[[ Source document, beginning ]]
0

I have dataset with two label class (good and bad), I want to apply K Means on my dataset using python, should I use that label dataset or I have to delete the label class column ?

Has QUIT--Anony-Mousse
  • 7,969
  • 1
  • 14
  • 30
lona
  • 119
  • 3
  • 1
    K-means clustering is done to give labels to data. You already have those, so why are you applying k-means? What is the problem statement? – bkshi Feb 09 '19 at 08:58
  • I think the OP actually meant the dataset contains a `binary feature`. – Louis T Feb 09 '19 at 09:49
  • Possible duplicate of [K-Means clustering for mixed numeric and categorical data](https://datascience.stackexchange.com/questions/22/k-means-clustering-for-mixed-numeric-and-categorical-data) – Louis T Feb 09 '19 at 09:50
  • Thanks all for your answers , yes my dataset consists of binary features and I want to use clustering to test new samples – lona Feb 11 '19 at 03:23

1 Answers1

1

Delete the label column.

Assuming that you want to compare the clusters to the labels later, then the labels must not be part of the data passed to k-means.

And k-means only works well on continuous variables anyway.

Has QUIT--Anony-Mousse
  • 7,969
  • 1
  • 14
  • 30
[[ Source document, end ]]
[[ Given information, beginning ]]
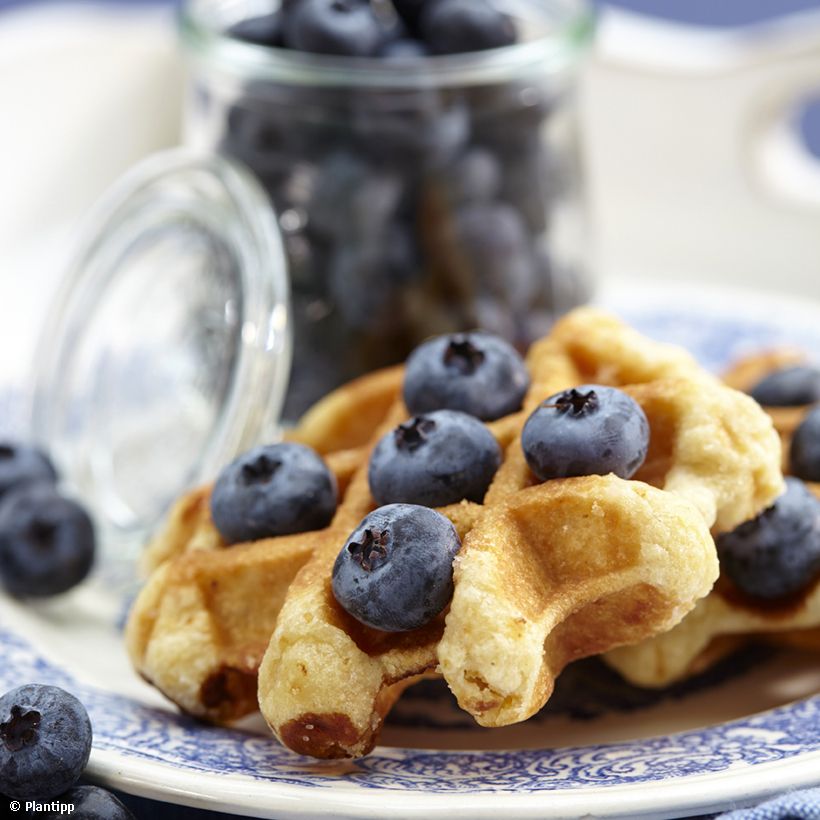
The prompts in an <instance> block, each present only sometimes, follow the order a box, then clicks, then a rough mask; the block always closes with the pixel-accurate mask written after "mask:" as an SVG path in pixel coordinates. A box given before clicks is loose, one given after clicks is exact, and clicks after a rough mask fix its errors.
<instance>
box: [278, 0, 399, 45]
[[ Given information, end ]]
▶ _Work request_: In the thread about k-means, what kind of variables does the reply say k-means works well on?

▶ _Problem solution_: Continuous variables.